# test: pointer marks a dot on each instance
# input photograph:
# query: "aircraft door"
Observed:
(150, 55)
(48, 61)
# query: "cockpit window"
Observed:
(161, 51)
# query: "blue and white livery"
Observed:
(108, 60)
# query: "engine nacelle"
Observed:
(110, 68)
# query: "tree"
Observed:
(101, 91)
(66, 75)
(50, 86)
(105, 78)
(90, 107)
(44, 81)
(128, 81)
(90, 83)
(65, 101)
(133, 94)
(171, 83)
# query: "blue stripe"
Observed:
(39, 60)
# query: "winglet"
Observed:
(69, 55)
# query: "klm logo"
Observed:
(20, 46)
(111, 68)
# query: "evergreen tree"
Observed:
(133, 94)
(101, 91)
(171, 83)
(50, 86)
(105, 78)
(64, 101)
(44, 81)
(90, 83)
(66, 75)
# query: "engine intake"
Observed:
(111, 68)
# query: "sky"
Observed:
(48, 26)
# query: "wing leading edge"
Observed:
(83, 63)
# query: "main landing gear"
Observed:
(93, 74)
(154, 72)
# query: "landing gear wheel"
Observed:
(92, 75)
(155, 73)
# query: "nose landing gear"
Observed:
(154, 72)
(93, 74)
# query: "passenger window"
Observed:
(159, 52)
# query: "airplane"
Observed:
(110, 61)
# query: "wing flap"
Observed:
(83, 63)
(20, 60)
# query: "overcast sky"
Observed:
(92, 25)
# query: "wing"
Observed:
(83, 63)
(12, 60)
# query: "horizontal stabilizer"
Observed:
- - - -
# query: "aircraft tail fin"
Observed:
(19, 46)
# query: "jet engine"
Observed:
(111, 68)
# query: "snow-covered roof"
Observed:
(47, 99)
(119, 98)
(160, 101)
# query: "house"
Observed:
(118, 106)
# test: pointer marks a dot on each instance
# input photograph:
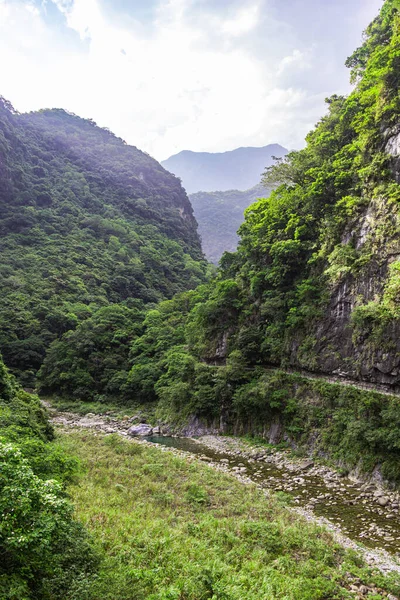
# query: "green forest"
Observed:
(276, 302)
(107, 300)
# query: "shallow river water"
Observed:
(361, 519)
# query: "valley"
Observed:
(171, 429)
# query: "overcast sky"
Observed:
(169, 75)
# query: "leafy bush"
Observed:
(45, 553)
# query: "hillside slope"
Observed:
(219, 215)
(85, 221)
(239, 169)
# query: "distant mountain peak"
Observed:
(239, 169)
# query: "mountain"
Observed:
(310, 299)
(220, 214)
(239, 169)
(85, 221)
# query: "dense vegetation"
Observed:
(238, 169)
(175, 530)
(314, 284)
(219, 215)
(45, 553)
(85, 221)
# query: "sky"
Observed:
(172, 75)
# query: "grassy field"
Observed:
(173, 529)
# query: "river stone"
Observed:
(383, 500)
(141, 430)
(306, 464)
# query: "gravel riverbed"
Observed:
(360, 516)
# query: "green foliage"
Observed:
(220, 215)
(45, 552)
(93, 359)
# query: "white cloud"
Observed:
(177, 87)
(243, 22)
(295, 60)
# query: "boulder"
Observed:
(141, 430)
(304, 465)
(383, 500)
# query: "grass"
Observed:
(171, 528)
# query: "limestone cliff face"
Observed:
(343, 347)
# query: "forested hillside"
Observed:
- - - -
Problem to work on
Filter on the word "window": copy each matching line from the entries above.

Response
# query: "cockpit window"
# query: "passenger window"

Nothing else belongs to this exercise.